DATASET:
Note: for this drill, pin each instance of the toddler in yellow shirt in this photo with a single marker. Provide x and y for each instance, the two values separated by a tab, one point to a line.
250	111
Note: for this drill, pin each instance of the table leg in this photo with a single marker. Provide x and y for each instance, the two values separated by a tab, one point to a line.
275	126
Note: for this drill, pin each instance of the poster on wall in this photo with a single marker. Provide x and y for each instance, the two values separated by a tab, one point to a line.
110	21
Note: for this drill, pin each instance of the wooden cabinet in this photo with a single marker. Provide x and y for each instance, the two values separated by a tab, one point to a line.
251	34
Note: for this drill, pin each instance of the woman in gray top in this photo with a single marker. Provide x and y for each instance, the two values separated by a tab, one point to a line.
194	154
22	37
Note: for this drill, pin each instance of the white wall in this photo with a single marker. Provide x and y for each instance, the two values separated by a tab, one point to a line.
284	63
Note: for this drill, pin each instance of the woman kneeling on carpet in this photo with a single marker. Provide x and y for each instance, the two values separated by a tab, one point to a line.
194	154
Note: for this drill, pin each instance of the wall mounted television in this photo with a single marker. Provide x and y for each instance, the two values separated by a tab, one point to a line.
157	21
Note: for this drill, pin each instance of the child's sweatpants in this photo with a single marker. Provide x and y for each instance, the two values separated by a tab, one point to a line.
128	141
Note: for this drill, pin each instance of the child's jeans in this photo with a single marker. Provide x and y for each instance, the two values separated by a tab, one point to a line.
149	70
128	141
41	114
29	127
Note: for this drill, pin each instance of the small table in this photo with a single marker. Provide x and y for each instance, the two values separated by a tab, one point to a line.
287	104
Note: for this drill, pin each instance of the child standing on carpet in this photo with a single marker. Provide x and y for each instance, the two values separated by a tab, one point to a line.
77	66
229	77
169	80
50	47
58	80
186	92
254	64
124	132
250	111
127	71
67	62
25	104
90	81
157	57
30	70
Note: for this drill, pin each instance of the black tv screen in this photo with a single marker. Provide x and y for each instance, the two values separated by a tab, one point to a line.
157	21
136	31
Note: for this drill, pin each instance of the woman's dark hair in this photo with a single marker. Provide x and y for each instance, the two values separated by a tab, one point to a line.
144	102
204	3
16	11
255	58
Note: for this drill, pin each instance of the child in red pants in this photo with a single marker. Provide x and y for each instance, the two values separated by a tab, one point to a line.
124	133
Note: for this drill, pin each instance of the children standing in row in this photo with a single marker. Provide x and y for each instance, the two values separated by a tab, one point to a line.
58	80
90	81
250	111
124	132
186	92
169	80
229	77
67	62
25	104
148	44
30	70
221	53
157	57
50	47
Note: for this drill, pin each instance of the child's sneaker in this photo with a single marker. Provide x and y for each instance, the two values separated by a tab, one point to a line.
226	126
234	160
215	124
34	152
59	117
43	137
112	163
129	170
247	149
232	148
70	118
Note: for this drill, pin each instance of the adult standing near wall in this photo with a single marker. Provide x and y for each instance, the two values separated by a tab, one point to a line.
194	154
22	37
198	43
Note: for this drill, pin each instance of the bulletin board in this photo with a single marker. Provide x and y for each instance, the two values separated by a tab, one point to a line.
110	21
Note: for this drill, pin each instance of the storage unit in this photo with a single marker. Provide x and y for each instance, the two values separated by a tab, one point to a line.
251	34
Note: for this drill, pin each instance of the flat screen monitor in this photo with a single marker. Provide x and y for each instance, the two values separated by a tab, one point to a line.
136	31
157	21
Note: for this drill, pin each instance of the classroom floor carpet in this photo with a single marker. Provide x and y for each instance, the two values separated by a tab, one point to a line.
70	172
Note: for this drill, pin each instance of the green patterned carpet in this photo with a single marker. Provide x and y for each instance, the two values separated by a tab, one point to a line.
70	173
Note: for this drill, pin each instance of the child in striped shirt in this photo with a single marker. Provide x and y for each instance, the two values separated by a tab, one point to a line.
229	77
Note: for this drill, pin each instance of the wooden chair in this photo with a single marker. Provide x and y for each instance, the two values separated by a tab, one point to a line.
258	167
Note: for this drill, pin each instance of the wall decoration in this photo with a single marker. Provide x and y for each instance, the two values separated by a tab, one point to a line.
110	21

YOUR OBJECTIVE:
Change "wall decoration" to "framed artwork" in the lines that start with the line containing "Note: for this drill, pin each instance of the wall decoration" and run through the end of the listing, and give back only those lines with nothing else altered.

FINAL RESULT:
Note: for this drill, pin each instance of the framed artwork in this photo with a single marker. Provide x and y for each instance, the two values separated by a tab, one point to a line.
110	21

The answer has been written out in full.